-- Dataset follows --

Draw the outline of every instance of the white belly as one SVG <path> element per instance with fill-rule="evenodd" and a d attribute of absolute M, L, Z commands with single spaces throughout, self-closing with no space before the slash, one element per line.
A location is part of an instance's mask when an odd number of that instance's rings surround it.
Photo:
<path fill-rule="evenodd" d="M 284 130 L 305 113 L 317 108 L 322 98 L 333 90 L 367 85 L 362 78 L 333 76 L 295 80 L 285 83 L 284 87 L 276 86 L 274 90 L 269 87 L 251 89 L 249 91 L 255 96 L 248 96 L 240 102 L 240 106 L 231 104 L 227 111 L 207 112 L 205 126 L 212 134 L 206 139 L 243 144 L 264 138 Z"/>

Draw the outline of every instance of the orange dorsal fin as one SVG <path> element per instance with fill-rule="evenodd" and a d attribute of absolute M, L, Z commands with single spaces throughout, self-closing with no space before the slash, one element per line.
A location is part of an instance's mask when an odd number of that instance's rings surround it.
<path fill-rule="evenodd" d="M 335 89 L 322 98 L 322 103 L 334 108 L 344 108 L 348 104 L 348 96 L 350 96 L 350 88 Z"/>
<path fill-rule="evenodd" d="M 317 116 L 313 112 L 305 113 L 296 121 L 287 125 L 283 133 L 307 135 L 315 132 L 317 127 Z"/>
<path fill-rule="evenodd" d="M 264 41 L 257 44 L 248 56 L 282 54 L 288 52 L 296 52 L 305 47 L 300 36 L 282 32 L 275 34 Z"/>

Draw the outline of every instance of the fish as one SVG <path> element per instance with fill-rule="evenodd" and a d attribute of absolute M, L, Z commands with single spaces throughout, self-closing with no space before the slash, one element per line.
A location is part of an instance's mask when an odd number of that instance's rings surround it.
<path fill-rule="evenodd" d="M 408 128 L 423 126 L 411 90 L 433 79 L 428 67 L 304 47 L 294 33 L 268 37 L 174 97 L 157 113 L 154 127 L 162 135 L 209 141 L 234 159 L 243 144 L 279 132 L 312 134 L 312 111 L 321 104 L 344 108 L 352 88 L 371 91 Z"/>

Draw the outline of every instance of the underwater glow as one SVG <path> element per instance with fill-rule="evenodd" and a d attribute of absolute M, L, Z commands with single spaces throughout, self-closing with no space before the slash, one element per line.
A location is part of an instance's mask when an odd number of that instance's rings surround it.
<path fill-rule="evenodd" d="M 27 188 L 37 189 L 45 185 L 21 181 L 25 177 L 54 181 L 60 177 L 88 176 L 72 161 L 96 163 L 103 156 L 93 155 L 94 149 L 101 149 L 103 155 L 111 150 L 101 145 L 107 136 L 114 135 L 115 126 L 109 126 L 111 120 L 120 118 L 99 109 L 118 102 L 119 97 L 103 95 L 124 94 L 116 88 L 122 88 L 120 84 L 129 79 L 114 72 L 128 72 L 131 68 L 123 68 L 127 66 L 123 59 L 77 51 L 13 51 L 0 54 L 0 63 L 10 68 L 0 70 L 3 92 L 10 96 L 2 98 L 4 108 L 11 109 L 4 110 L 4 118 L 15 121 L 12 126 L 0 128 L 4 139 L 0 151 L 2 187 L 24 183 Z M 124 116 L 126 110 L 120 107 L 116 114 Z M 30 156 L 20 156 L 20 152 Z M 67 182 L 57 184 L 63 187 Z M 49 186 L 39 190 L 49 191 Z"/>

-- Dataset concluded --

> **What is required**: Using the data above, extract exactly the lines from the one that holds "Draw the outline of every instance of the fish" to the one that holds "Draw the outline of every instance of the underwater", both ends included, and no others.

> **Exercise answer**:
Draw the outline of every instance of the fish as one SVG <path> element per instance with fill-rule="evenodd" and a d attribute of absolute M, L, Z commands with single spaces throughout, self-closing with no space before the slash, one element per line.
A location is part of an instance's mask when an odd number of that instance's rings surround it.
<path fill-rule="evenodd" d="M 408 128 L 423 126 L 411 90 L 433 79 L 428 67 L 304 47 L 294 33 L 268 37 L 174 97 L 157 113 L 154 127 L 162 135 L 209 141 L 234 159 L 243 144 L 279 132 L 312 134 L 312 111 L 321 104 L 344 108 L 352 88 L 371 91 Z"/>

Draw the outline of every instance of the underwater glow as one SVG <path> element per instance with fill-rule="evenodd" and a d attribute of absolute M, L, Z commands with single spaces throughout, self-closing with no space before the slash, one element per line.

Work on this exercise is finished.